------ Listing
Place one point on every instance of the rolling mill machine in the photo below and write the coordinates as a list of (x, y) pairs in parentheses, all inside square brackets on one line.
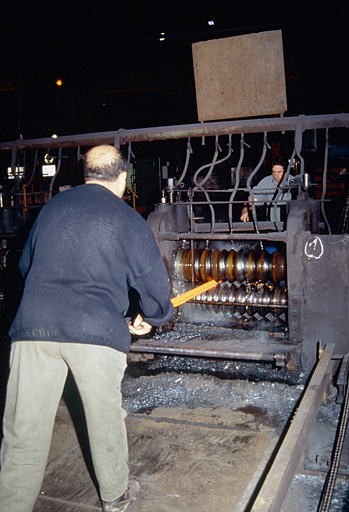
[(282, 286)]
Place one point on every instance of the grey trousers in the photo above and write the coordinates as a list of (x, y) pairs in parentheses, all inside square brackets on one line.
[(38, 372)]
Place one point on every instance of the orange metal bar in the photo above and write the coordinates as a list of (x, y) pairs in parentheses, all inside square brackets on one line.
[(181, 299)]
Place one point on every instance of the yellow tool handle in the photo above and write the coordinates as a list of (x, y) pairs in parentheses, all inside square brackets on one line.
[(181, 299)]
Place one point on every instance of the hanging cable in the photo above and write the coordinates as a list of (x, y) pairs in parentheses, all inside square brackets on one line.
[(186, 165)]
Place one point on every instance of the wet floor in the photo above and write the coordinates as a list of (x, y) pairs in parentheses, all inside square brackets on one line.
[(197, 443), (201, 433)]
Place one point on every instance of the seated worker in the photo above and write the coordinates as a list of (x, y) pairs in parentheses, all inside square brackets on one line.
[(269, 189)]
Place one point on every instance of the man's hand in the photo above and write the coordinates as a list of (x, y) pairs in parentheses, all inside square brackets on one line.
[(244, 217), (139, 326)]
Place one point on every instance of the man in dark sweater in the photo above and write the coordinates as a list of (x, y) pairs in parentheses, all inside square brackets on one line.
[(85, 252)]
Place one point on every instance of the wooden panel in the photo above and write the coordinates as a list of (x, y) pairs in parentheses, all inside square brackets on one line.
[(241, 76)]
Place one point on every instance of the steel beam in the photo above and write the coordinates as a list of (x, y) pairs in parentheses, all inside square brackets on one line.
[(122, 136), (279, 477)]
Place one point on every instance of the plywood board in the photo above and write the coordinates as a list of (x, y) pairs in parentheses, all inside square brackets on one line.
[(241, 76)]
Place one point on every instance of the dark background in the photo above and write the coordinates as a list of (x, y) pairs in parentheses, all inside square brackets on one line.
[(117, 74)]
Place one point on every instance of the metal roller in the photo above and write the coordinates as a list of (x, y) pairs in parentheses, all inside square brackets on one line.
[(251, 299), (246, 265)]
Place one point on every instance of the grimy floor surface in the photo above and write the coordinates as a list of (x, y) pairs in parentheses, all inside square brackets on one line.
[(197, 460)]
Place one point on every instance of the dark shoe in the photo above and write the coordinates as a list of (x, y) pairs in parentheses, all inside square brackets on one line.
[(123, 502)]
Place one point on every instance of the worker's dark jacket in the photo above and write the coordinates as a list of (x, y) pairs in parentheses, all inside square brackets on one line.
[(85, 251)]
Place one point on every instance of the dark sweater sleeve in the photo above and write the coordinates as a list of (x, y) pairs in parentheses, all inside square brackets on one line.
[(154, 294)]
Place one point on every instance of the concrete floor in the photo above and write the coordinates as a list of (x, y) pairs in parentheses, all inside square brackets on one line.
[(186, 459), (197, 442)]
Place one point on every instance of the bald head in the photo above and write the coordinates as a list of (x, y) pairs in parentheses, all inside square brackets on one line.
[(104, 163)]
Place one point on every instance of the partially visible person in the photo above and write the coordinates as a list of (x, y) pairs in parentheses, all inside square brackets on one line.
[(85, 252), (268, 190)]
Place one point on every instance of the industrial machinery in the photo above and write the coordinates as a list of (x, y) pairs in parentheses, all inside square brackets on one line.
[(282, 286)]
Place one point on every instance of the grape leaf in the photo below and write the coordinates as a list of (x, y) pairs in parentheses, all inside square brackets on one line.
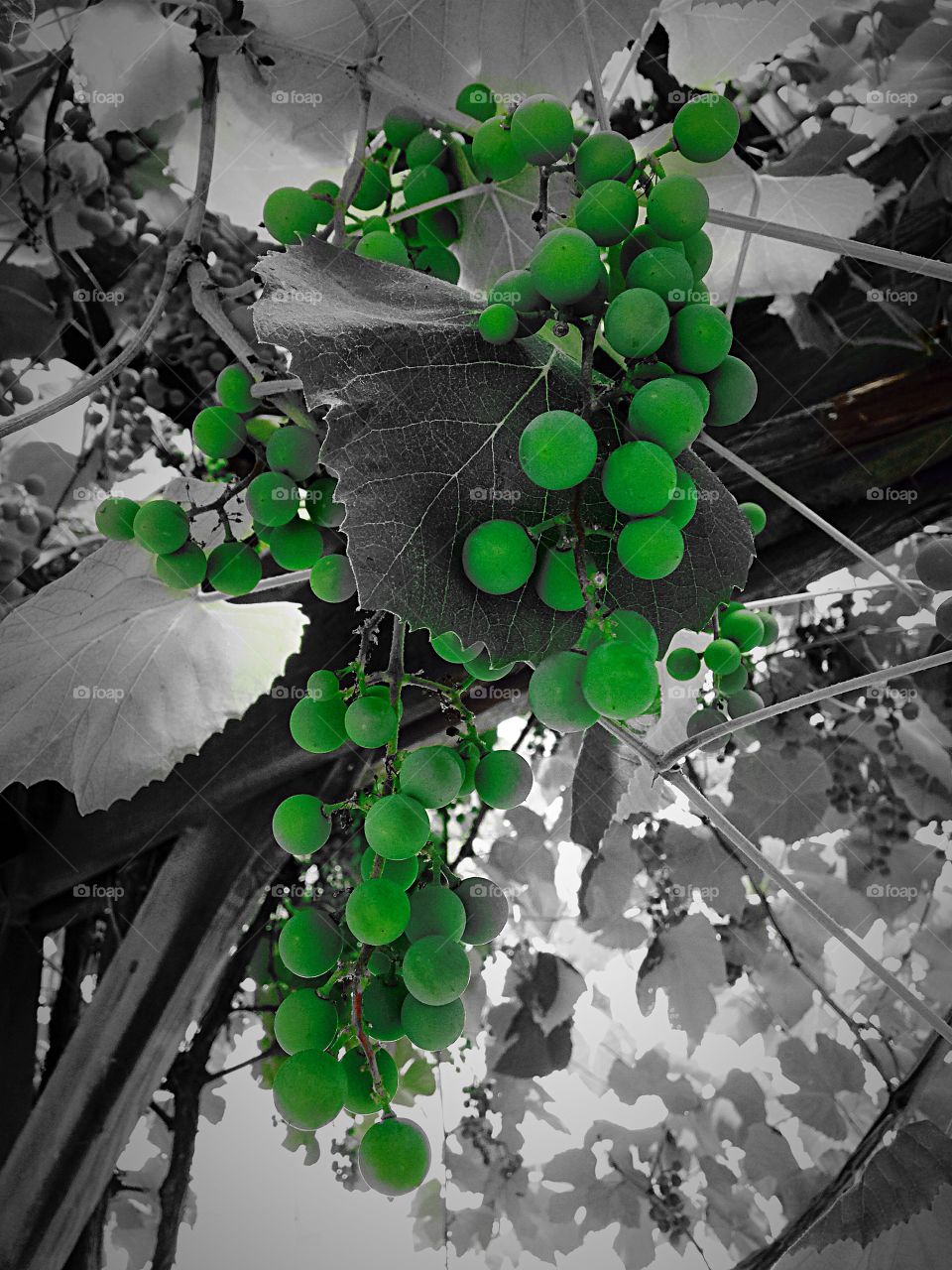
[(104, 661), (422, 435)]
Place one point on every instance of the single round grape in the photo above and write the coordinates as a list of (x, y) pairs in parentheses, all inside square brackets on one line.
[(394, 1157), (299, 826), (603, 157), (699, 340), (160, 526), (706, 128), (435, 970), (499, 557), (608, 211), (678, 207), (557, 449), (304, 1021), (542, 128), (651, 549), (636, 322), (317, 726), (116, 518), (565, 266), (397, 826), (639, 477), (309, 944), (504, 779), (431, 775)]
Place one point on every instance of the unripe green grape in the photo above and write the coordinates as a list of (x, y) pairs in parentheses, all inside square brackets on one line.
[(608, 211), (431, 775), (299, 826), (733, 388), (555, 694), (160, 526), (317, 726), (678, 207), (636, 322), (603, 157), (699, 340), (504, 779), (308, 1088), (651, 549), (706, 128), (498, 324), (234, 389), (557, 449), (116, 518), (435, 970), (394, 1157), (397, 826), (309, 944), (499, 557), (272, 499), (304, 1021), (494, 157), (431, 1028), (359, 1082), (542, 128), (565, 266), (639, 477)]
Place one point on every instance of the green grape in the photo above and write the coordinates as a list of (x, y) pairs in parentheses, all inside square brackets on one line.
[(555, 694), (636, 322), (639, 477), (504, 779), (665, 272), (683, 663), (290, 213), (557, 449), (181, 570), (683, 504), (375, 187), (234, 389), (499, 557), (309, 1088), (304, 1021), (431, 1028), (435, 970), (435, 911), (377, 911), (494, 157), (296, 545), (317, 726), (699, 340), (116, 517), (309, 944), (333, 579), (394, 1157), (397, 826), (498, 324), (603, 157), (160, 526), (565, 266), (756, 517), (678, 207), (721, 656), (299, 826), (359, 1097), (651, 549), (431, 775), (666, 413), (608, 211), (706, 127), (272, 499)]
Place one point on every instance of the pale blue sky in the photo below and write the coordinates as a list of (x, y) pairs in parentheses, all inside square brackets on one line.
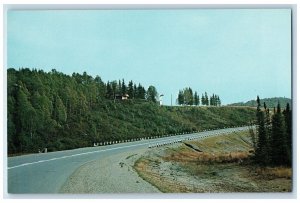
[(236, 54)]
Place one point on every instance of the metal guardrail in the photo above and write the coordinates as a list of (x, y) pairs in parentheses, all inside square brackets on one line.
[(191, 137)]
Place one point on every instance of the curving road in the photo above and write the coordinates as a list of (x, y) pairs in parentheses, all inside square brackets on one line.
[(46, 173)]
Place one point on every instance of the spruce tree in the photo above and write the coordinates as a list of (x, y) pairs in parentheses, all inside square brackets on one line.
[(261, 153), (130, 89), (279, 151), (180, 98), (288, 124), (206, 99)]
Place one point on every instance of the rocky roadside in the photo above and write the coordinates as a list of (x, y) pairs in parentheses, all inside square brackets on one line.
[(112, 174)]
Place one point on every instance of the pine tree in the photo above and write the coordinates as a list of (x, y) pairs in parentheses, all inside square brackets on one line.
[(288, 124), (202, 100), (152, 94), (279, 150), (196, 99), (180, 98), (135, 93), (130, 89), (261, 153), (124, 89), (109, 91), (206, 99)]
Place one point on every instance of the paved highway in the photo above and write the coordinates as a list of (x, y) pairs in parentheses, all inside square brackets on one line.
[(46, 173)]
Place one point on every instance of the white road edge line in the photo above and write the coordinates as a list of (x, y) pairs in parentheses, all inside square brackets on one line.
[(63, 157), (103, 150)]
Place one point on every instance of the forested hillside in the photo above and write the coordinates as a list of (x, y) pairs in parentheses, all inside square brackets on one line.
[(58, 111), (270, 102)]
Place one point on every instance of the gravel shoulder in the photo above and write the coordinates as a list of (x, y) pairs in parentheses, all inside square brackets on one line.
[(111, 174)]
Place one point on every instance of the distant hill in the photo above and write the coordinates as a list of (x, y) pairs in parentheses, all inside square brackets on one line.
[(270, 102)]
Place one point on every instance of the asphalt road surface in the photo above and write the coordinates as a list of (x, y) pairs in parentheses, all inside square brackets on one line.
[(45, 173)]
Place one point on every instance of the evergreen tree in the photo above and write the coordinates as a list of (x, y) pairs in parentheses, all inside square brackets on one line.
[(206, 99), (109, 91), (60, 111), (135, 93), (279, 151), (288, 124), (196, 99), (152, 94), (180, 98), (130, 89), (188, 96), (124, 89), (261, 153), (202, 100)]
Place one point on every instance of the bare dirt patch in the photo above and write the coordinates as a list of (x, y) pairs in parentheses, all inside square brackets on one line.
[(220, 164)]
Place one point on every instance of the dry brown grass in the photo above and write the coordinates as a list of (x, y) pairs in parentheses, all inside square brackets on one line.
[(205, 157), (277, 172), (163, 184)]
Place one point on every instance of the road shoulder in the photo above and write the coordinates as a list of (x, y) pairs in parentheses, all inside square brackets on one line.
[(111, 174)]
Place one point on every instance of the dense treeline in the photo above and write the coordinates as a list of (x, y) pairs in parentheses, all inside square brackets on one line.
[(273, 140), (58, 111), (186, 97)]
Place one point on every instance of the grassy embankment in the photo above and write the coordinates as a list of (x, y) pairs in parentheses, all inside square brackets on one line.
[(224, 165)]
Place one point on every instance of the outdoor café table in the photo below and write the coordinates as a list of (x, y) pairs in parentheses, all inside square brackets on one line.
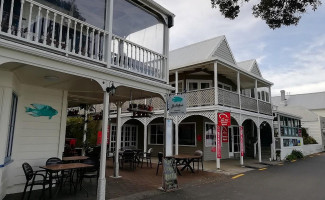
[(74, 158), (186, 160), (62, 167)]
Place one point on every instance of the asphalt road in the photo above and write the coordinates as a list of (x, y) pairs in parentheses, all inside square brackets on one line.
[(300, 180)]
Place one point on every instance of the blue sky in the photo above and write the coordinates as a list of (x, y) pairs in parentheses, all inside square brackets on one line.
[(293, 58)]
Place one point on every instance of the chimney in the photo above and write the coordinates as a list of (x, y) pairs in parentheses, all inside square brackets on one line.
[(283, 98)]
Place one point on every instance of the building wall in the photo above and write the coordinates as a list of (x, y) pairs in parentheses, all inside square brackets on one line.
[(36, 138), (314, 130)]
------------
Do this
Starting at the line that contains "Place one point on every instance of the dry" and ending after the line that contains "[(205, 157), (277, 172), (163, 184)]", repeat those lines with "brown" swapped for "tan" and everything else left unchanged.

Task response
Place one point on every instance of the dry tan grass in the photo above and write the coordinates as a list of (x, y) pairs in parentheses, all inside square brackets on one line.
[(205, 157), (277, 172), (163, 184)]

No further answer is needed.